• [Given task]: Present everything from the line containing "Segment small sprout from this image." down through the end of the records as a Markdown table. Use the columns No. and Text, number each line, and leave out blank lines.

• [Extracted information]:
* * * * * * * * *

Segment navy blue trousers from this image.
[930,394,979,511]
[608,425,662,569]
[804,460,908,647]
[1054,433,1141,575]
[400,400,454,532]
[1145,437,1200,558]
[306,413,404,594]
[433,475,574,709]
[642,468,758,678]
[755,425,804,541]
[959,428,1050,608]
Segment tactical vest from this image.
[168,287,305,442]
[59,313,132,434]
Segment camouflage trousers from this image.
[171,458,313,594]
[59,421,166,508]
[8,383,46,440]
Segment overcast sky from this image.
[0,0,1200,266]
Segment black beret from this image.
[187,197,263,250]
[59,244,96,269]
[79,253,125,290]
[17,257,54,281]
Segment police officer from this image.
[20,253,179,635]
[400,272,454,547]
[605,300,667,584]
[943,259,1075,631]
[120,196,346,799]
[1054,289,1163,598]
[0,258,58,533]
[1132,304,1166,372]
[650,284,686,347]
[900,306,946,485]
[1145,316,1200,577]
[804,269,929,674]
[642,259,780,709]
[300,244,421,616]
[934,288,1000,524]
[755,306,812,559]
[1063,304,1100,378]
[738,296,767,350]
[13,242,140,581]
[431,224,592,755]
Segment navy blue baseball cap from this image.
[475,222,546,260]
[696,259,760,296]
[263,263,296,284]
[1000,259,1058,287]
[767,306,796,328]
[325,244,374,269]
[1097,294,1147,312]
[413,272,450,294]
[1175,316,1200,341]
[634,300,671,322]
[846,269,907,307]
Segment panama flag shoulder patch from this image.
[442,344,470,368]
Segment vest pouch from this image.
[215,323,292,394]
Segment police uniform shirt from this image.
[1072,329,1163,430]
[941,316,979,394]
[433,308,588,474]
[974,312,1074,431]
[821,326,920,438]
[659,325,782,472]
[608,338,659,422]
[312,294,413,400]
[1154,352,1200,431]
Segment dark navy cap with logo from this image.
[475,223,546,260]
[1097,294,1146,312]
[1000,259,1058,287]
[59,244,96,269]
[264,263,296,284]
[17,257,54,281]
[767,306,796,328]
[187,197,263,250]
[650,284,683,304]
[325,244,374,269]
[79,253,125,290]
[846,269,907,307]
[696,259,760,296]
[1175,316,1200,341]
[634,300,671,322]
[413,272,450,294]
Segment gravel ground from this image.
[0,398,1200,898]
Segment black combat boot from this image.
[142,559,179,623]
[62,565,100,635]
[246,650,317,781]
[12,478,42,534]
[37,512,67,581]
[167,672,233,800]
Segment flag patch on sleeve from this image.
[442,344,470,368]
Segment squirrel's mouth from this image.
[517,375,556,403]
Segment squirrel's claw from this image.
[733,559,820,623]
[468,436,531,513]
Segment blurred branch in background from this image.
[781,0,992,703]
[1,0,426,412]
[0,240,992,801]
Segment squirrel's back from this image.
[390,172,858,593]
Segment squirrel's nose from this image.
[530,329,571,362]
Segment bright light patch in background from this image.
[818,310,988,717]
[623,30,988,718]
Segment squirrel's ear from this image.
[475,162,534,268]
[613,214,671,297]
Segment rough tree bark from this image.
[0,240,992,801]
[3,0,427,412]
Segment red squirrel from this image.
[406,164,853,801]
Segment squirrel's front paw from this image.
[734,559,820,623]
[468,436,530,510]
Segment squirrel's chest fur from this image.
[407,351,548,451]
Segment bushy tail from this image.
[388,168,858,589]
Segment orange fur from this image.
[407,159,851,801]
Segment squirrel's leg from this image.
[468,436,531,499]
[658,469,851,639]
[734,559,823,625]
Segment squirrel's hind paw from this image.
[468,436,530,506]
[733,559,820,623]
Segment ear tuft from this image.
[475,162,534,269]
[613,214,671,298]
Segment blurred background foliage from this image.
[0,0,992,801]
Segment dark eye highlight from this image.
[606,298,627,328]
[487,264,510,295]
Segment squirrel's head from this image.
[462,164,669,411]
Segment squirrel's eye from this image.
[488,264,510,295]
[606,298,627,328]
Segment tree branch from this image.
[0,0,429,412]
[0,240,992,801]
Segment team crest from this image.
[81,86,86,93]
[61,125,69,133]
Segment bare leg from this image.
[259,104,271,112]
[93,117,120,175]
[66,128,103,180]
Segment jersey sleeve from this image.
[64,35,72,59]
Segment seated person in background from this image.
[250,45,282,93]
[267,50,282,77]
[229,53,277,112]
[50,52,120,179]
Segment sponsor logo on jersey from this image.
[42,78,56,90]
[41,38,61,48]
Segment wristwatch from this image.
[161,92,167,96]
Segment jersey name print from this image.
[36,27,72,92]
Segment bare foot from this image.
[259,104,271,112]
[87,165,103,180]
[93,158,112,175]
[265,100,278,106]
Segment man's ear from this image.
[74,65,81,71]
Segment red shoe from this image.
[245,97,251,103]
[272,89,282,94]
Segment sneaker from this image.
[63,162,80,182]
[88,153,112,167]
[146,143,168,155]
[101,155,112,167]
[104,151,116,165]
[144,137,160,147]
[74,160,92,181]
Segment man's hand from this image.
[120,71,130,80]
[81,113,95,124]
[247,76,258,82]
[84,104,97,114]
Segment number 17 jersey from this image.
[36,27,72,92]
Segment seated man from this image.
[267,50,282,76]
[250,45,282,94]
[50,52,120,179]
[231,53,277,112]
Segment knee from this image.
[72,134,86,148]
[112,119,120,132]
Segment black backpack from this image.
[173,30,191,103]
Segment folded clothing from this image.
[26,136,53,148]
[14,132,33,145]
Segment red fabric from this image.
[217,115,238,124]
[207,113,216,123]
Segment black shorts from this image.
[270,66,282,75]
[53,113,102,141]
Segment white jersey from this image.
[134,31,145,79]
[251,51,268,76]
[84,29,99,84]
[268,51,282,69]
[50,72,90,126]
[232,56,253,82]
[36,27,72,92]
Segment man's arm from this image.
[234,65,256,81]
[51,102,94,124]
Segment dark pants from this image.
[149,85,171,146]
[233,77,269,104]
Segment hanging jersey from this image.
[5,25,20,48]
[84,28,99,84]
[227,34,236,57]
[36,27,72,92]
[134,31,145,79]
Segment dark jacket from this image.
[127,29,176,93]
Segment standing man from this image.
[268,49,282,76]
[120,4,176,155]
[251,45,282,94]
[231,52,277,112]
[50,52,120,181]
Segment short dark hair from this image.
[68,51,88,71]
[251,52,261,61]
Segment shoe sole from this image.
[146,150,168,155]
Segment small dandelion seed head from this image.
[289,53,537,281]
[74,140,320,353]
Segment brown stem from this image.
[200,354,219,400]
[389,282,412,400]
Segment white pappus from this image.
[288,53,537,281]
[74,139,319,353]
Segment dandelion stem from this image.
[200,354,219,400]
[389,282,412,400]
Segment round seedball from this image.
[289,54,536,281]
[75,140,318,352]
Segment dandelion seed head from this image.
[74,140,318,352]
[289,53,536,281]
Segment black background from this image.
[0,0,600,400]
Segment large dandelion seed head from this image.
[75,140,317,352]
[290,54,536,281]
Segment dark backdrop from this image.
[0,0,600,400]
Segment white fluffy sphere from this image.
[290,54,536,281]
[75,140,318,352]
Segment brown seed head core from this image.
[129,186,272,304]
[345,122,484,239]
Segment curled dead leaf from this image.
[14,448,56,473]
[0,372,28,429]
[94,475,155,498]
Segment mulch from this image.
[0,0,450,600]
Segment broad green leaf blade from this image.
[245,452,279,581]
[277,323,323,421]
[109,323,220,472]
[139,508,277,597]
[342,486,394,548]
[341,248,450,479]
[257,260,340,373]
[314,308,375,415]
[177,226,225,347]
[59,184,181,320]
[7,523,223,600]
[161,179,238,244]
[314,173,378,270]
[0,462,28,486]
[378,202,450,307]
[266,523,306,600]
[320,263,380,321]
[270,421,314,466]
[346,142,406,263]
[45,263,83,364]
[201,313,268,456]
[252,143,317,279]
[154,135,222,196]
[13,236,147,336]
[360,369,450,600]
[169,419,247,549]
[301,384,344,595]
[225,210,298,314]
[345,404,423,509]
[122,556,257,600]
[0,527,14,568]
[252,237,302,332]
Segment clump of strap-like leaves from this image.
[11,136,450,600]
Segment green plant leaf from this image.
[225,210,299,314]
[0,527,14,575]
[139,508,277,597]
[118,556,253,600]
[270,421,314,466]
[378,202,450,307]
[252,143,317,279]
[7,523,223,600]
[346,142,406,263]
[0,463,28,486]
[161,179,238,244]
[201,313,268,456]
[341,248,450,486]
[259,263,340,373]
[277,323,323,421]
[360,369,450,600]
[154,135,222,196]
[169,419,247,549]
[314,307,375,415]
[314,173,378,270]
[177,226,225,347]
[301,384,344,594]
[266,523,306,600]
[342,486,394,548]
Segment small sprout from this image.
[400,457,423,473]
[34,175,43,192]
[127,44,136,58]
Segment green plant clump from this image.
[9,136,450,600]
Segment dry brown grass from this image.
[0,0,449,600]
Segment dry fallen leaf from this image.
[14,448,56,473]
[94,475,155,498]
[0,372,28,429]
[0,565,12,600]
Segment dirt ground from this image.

* * * * * * * * *

• [Output of the task]:
| No. | Text |
|---|---|
| 1 | Segment small sprout from this image. |
| 2 | [400,457,423,473] |
| 3 | [34,175,43,192] |
| 4 | [127,44,136,58] |
| 5 | Segment green plant clump from this image. |
| 6 | [9,136,450,600] |
| 7 | Segment dry brown grass from this image. |
| 8 | [0,0,449,600] |
| 9 | Segment dry fallen leaf from this image. |
| 10 | [14,448,56,473] |
| 11 | [94,475,155,498] |
| 12 | [0,372,28,429] |
| 13 | [0,565,12,600] |
| 14 | Segment dirt ground from this image. |